Es decir, Chile puede producir a
Neruda, Perú puede producir a Vallejos, pero un tipo como Borges solamente
puede haber surgido en un país como la Argentina. No me imagino a un Borges
mexicano, tienen otros intelectuales extraordinarios, sin duda, no se trata de
establecer un ranking intelectual, pero sí hay un tipo de intelectual que es
característico de nuestro país.
Usted forma parte, indudablemente, del campo intelectual Argentino, que
críticas cree que le cabrían a ese espacio social delimitado por la acción de
los intelectuales
El campo intelectual argentino tiene
varios defectos, es un campo que está muy minado por recelos, envidias,
querellas, que tienen que ver, especialmente, con recursos escasos para
repartir entre una capa intelectual que es bastante numerosa.
Por otro lado, lo que me parece un
síntoma negativo bastante característico de los últimos tiempos, es la poca
capacidad que existe para generar debates interesantes.

(Datos de expresiones referenciales)

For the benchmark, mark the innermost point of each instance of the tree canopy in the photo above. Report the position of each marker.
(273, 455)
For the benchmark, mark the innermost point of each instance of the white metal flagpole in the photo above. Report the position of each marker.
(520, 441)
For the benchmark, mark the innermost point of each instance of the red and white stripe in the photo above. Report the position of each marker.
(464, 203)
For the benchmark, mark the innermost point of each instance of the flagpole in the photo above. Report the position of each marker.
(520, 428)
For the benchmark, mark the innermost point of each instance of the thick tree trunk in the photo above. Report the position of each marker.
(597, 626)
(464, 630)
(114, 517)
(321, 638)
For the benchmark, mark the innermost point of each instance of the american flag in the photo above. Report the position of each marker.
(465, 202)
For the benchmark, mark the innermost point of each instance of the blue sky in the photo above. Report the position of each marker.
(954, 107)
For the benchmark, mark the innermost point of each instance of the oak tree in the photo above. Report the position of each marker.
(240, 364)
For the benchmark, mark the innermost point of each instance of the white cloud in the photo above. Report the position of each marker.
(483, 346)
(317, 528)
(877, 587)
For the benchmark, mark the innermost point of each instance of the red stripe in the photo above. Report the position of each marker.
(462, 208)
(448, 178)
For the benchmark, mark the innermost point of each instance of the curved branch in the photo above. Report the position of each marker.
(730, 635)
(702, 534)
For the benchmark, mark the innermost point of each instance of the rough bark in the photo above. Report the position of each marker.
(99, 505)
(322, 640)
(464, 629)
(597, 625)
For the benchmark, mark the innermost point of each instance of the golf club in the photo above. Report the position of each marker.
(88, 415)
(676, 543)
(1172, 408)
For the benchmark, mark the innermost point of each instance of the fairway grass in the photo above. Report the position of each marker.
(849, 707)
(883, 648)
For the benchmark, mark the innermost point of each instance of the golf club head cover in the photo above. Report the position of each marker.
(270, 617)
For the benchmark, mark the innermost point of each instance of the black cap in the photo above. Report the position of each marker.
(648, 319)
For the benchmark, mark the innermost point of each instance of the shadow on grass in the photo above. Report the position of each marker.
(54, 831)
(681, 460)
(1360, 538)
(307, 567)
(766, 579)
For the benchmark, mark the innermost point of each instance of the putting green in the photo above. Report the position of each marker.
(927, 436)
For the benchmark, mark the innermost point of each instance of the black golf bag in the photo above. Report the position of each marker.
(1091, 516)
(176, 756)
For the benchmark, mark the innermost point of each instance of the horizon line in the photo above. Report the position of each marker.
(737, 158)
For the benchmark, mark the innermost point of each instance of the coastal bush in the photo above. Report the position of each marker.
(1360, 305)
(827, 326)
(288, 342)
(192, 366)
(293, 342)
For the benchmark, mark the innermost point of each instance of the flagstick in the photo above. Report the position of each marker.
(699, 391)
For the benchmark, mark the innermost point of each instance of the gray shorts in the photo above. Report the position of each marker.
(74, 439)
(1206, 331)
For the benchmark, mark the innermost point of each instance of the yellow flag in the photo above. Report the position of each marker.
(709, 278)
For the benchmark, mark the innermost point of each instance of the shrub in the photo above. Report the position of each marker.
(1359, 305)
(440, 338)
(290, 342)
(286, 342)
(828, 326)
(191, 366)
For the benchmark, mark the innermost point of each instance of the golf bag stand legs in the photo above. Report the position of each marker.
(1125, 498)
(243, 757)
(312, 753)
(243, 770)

• _Qué se pide_
(a) ¿Concuerdan con el texto sobre los intelectuales argentinos estas afirmaciones? (i) El hablante sostiene que un intelectual como Borges solo pudo surgir en la Argentina. (ii) El hablante se propone establecer un ranking intelectual entre países. (iii) Según el hablante, el campo intelectual argentino se distingue por su gran capacidad para generar debates interesantes. Responda sí o no a cada una y cite textualmente las palabras que lo deciden.
(b) Continúe el texto sobre los intelectuales argentinos a partir de su última oración.
No hace falta consultar las entradas.

• _Resultados por tarea_
(a)
(i) Sí: "un tipo como Borges solamente puede haber surgido en un país como la Argentina".
(ii) No: "no se trata de establecer un ranking intelectual".
(iii) No: "la poca capacidad que existe para generar debates interesantes".

(b)
Por lo general, si uno observa lo que
se publica termina por pensar en que o bien no hay debate o, cuándo lo hay, responde
más a discusiones de tono personal que a un debate de ideas, parecen más peleas
de conventillo.
Creo que le falta enormemente al clima
intelectual argentino un vigor polémico interesante que no tiene. Antes existía
éste vigor polémico, existía un espacio fuerte de debate intelectual, ahora me
parece que no.
Entonces, ¿sobre qué bases se sustenta la posibilidad de hablar de un
campo intelectual?
Tomando un poco las observaciones de
Bourdieu sobre el campo, diría que
existe un campo intelectual en la medida que hay relaciones de fuerza en ese
interior, pero que las peleas son más por el capital material que por el
capital simbólico. Las peleas tienen más que ver con ese recurso escaso que con
el entrecruzamiento de ideas y que por eso está sobreactuado en discusiones muy
personalizadas, en agravios personales y en brulotes que uno escribe contra
otro acusándolo o bien de reformista, o bien de revolucionario o montonero. En
fin, ese tipo de argumentos ad hominen, son los que más circulan hoy en la discusión
y eso le quita interés al debate.
¿Qué sueños perduran en un intelectual en la Argentina?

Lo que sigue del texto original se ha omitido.